— Start Task input —

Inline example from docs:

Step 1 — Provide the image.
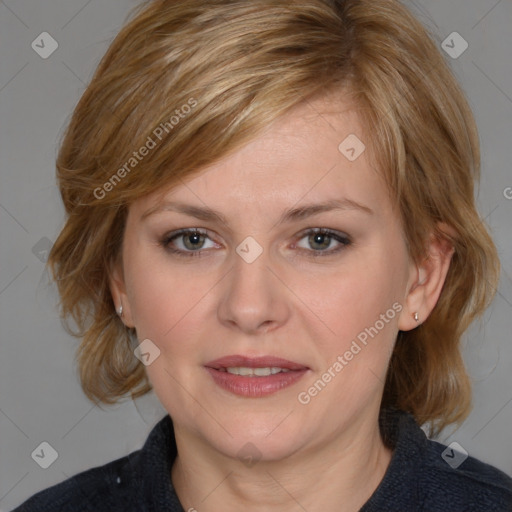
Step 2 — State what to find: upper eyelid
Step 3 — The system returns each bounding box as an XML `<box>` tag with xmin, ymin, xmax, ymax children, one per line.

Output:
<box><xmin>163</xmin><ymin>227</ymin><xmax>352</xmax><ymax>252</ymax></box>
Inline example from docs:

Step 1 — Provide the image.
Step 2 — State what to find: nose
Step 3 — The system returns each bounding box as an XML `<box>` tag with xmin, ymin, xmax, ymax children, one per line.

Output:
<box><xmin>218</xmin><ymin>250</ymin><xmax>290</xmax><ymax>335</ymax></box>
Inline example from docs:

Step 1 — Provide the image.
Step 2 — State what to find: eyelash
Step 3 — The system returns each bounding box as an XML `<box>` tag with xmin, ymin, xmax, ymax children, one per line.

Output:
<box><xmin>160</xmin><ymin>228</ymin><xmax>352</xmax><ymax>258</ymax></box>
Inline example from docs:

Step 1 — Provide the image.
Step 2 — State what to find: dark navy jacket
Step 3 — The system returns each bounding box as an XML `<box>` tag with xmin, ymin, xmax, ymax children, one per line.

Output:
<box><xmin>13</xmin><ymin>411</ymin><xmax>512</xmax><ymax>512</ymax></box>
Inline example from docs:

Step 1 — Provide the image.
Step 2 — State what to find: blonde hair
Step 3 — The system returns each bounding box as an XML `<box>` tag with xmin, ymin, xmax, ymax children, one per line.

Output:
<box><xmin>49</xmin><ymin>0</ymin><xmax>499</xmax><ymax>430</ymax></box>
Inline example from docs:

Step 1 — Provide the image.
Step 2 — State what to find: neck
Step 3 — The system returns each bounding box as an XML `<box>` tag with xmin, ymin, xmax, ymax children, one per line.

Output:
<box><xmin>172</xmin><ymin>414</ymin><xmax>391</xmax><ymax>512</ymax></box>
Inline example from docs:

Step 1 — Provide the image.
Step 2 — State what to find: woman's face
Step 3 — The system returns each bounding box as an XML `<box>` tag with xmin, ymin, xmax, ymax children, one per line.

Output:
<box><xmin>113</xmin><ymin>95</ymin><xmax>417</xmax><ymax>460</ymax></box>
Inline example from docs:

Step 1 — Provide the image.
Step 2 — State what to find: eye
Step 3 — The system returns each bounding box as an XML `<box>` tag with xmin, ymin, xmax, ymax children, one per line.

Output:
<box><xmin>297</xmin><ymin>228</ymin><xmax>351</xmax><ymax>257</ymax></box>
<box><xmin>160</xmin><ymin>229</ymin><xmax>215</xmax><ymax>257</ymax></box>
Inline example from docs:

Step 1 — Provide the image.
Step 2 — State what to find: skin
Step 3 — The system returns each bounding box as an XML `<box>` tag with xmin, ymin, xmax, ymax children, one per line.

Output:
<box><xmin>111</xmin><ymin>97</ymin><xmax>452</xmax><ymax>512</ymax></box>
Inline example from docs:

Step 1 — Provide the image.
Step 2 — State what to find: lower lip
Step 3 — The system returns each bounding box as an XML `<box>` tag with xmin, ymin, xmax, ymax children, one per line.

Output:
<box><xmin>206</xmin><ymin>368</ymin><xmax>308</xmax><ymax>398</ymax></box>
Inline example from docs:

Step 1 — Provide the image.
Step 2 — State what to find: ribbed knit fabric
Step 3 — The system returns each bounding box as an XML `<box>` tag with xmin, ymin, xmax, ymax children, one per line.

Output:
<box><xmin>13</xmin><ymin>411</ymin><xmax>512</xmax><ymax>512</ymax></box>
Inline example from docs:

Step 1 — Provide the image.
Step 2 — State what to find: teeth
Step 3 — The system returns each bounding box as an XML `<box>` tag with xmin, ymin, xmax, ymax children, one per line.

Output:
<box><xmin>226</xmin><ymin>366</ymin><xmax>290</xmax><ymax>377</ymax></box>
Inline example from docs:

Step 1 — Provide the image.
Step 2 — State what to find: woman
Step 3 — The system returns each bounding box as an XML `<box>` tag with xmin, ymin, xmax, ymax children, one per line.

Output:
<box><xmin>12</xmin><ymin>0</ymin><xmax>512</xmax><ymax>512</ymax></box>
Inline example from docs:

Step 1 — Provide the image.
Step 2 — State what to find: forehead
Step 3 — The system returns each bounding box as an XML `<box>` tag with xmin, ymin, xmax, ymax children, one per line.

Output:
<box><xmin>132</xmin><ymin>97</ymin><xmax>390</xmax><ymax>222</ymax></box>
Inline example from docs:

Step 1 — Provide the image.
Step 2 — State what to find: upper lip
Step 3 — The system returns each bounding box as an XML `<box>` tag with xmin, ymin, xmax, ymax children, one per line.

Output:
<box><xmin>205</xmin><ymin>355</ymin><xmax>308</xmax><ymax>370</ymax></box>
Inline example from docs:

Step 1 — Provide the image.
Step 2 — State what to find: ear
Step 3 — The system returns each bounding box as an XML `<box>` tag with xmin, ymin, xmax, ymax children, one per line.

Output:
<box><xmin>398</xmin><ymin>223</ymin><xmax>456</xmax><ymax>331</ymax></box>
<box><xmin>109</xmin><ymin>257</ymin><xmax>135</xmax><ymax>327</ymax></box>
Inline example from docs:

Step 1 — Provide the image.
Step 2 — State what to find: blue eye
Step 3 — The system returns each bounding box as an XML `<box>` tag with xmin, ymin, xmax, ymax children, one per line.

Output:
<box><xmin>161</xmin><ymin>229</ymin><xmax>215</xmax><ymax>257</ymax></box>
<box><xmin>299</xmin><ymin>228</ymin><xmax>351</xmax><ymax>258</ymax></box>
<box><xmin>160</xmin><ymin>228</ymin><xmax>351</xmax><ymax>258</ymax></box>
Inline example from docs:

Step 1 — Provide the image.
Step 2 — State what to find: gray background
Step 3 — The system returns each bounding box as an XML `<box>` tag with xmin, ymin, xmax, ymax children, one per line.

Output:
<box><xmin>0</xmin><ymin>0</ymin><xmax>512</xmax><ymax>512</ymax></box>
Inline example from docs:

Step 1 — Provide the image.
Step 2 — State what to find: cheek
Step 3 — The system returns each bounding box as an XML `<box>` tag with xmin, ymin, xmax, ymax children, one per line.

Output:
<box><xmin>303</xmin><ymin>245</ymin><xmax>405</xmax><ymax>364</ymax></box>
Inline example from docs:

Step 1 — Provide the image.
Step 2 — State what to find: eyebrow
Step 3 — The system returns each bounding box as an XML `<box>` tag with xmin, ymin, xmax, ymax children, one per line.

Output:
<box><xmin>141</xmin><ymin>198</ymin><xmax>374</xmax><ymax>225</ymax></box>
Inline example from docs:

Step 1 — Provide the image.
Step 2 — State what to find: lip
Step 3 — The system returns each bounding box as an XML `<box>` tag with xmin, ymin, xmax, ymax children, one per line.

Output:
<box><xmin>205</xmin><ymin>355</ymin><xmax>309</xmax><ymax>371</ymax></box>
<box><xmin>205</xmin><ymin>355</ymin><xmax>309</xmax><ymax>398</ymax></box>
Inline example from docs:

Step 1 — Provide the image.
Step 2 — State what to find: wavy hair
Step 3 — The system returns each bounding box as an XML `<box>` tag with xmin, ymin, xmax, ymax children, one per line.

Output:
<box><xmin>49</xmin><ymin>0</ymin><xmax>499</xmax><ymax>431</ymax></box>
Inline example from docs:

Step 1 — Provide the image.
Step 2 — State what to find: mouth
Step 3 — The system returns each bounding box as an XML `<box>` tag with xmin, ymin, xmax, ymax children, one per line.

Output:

— End Task input —

_Exercise instructions_
Pull out every line of the records that contains the string "hair", matching case exactly.

_Exercise answer_
Step 2 — State what to find: blonde hair
Step 2 — State what to find: wavy hair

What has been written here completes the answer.